- What the task requires -
Please tally the lines of the material below that contain the string "loose" and reply with that number alone.

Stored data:
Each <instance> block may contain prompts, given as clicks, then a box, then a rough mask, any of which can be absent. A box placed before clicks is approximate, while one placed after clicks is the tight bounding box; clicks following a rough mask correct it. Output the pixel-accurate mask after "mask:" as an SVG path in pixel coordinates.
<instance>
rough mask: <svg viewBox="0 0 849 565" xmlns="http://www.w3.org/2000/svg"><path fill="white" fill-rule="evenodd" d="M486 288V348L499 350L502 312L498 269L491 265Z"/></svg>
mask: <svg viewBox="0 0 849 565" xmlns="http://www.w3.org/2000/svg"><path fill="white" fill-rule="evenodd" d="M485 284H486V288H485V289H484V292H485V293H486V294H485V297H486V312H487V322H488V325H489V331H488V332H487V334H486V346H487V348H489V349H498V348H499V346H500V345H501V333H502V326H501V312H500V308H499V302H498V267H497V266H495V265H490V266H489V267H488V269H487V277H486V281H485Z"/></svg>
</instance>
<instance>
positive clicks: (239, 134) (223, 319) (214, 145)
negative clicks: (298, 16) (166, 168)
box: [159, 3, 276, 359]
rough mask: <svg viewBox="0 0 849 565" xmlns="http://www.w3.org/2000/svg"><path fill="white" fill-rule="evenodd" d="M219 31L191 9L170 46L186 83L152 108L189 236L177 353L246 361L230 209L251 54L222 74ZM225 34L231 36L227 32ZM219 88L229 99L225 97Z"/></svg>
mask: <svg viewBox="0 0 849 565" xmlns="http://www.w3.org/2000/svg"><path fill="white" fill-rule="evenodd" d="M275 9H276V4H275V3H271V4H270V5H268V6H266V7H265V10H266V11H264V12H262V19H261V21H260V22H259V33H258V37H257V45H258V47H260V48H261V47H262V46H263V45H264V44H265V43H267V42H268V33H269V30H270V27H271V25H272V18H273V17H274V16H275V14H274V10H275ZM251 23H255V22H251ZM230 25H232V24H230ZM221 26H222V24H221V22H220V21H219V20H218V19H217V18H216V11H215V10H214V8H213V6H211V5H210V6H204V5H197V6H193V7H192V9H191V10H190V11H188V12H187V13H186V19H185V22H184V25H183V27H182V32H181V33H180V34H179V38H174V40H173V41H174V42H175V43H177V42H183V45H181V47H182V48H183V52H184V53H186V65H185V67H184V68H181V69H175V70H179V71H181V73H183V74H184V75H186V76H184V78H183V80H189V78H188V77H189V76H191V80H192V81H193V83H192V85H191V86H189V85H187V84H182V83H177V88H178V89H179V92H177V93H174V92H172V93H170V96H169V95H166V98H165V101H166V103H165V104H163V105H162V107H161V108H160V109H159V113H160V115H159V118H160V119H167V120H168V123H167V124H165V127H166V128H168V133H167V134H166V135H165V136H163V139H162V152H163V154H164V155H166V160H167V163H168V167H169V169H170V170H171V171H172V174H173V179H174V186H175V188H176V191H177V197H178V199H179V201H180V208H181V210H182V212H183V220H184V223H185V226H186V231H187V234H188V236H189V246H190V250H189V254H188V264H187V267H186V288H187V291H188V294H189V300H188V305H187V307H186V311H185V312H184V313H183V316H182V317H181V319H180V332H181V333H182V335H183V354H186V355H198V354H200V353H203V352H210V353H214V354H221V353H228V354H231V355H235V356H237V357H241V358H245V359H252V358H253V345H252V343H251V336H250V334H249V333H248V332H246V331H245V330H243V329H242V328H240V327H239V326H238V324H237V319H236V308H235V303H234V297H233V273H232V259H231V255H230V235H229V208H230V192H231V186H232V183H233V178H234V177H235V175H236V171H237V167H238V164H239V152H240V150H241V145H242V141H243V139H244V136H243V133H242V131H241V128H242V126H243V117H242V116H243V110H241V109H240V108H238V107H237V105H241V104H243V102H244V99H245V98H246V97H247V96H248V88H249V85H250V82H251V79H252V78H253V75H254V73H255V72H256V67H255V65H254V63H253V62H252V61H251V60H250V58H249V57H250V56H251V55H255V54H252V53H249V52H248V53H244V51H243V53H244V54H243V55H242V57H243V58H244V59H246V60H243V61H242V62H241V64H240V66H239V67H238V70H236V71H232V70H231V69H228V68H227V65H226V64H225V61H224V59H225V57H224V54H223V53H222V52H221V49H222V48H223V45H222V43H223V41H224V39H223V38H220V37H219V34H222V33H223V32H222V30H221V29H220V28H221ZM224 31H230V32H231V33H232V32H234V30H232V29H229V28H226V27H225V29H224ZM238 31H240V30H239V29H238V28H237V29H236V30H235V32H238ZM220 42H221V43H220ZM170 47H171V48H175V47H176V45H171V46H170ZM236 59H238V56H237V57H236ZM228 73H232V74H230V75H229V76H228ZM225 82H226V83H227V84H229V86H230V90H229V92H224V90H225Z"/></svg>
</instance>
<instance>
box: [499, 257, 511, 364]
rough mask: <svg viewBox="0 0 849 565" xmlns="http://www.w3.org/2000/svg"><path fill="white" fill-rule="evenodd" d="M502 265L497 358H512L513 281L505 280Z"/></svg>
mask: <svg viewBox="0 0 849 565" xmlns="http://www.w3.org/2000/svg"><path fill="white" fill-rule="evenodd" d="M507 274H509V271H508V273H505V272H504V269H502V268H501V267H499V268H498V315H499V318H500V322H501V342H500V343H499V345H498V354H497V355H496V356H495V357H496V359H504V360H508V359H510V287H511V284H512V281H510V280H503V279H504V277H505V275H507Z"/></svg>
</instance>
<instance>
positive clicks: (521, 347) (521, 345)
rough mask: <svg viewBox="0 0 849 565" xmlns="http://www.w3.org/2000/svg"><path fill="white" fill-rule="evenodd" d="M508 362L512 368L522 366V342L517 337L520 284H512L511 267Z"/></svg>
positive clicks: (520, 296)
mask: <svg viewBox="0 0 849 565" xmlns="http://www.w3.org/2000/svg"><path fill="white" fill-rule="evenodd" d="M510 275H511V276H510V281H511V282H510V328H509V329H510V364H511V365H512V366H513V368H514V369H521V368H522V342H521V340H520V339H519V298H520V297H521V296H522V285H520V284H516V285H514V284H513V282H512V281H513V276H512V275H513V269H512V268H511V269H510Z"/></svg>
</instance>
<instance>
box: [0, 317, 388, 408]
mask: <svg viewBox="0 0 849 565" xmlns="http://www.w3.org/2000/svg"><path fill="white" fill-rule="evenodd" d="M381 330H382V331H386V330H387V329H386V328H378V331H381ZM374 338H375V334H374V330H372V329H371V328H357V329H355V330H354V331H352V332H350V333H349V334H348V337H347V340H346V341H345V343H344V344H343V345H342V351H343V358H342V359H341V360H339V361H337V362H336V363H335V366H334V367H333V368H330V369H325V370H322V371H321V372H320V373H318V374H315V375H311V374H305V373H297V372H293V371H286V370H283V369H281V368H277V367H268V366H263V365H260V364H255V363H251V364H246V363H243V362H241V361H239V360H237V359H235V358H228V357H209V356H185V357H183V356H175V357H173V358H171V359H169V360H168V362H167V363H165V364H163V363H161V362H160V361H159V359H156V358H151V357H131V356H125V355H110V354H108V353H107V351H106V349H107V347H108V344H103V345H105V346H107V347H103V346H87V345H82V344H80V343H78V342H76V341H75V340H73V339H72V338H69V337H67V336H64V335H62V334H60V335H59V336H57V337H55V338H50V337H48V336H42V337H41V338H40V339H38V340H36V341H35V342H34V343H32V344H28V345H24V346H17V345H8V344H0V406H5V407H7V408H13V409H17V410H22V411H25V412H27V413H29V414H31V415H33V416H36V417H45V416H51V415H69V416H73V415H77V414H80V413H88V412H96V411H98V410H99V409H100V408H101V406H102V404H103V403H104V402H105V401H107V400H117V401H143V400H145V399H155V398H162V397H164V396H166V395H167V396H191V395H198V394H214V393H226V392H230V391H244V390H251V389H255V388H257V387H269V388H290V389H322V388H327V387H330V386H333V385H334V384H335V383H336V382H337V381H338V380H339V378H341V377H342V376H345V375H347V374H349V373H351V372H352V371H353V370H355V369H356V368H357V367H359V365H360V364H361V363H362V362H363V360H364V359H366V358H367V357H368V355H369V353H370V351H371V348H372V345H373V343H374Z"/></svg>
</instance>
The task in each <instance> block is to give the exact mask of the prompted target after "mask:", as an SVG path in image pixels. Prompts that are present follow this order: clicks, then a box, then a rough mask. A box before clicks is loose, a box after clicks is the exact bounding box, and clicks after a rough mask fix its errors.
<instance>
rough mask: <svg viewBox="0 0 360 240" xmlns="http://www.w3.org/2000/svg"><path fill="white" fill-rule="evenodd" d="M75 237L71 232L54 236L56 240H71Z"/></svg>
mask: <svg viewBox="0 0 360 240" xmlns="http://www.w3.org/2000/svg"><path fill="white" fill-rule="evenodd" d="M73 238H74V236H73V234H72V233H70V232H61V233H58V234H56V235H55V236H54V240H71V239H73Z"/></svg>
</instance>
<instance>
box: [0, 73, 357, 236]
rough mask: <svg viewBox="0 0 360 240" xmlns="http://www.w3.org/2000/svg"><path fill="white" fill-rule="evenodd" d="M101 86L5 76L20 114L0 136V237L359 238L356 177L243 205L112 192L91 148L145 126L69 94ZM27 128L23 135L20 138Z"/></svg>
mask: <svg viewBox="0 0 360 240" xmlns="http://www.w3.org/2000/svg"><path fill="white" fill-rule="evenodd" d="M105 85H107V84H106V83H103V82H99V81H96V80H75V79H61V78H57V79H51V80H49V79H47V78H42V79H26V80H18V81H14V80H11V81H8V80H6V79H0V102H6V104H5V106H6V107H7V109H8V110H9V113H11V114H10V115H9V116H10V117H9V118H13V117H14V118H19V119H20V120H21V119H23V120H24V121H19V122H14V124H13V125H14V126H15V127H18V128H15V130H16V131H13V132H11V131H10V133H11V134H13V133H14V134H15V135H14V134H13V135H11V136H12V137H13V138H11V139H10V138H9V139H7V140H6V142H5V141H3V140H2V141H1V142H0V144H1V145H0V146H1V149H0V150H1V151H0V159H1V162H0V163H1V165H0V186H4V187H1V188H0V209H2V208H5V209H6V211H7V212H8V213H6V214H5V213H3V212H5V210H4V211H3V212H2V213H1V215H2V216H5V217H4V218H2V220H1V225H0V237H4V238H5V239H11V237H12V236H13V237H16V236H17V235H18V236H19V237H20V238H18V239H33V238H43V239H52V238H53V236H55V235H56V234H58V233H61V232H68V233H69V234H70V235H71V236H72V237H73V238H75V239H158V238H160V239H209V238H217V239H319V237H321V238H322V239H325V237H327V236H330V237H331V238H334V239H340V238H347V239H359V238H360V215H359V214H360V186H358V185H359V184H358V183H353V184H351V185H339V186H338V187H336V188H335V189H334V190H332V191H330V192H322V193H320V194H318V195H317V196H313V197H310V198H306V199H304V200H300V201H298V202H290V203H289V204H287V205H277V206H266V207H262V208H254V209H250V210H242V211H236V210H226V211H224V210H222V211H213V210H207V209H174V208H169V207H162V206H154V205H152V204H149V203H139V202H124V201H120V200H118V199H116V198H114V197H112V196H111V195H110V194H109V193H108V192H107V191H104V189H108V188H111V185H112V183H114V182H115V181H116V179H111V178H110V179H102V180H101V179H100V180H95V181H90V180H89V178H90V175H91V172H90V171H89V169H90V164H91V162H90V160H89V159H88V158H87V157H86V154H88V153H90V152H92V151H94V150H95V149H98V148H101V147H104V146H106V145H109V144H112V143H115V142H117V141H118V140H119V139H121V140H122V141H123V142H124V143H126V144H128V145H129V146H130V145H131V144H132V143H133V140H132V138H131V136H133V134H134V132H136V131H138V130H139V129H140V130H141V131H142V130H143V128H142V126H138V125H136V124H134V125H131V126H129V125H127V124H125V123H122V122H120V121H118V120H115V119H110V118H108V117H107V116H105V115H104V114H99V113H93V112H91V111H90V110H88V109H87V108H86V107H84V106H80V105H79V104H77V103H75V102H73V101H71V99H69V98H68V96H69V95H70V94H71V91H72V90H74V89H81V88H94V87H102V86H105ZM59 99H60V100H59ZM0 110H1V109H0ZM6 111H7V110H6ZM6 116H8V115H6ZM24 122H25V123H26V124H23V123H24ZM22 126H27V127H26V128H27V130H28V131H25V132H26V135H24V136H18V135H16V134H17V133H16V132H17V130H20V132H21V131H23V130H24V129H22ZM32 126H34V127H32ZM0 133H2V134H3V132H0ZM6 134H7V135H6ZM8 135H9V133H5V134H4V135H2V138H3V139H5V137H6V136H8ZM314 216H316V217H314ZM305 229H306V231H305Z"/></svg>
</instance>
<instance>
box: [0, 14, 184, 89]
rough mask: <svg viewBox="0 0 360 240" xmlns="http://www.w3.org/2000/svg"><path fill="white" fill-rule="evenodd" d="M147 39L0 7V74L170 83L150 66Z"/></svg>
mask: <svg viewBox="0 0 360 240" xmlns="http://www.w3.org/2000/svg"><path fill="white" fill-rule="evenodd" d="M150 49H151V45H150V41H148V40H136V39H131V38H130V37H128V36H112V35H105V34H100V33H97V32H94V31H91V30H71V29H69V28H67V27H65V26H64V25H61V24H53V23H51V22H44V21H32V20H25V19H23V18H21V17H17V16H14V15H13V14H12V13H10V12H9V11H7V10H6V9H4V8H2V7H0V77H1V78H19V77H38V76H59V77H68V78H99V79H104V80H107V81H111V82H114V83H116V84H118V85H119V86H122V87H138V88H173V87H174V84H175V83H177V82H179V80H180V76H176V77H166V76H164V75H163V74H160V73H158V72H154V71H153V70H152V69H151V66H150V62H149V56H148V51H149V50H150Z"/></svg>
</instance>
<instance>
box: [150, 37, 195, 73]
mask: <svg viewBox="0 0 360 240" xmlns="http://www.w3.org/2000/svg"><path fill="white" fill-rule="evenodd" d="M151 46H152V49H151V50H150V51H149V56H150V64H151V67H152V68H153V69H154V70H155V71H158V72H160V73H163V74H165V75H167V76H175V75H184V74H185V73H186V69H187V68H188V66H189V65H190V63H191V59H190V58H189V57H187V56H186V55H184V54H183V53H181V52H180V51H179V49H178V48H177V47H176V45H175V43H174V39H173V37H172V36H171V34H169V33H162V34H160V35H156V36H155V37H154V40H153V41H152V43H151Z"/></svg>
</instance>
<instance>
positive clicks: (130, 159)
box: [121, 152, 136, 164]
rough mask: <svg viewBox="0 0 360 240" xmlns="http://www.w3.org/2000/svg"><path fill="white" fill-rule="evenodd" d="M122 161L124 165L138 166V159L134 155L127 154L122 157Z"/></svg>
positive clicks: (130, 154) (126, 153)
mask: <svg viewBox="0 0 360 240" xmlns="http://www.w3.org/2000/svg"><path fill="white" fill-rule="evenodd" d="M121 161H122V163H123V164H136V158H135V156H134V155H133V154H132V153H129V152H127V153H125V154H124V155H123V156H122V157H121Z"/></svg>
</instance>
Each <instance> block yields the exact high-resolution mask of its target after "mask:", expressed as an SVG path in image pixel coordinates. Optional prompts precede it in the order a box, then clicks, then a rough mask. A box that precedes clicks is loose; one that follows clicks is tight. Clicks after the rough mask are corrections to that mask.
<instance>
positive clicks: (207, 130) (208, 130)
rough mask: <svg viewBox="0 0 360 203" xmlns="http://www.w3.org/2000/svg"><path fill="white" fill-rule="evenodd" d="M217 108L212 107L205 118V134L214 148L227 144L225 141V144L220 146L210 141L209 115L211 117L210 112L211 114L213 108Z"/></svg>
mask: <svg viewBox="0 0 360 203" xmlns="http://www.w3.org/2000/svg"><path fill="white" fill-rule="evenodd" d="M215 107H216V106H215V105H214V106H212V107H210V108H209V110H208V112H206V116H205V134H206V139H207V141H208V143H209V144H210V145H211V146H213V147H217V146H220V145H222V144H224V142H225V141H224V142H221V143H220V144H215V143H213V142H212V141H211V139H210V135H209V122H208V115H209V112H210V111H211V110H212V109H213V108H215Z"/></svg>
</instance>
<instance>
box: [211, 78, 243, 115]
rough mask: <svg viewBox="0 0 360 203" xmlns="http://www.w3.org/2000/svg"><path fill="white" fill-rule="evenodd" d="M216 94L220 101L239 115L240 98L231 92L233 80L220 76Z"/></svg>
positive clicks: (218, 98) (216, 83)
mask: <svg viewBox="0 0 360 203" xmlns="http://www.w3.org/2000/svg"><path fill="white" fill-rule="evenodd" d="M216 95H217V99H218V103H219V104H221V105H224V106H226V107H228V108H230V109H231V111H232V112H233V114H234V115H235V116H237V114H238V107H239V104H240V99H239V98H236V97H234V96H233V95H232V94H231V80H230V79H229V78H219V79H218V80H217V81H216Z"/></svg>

- Response to this task -
2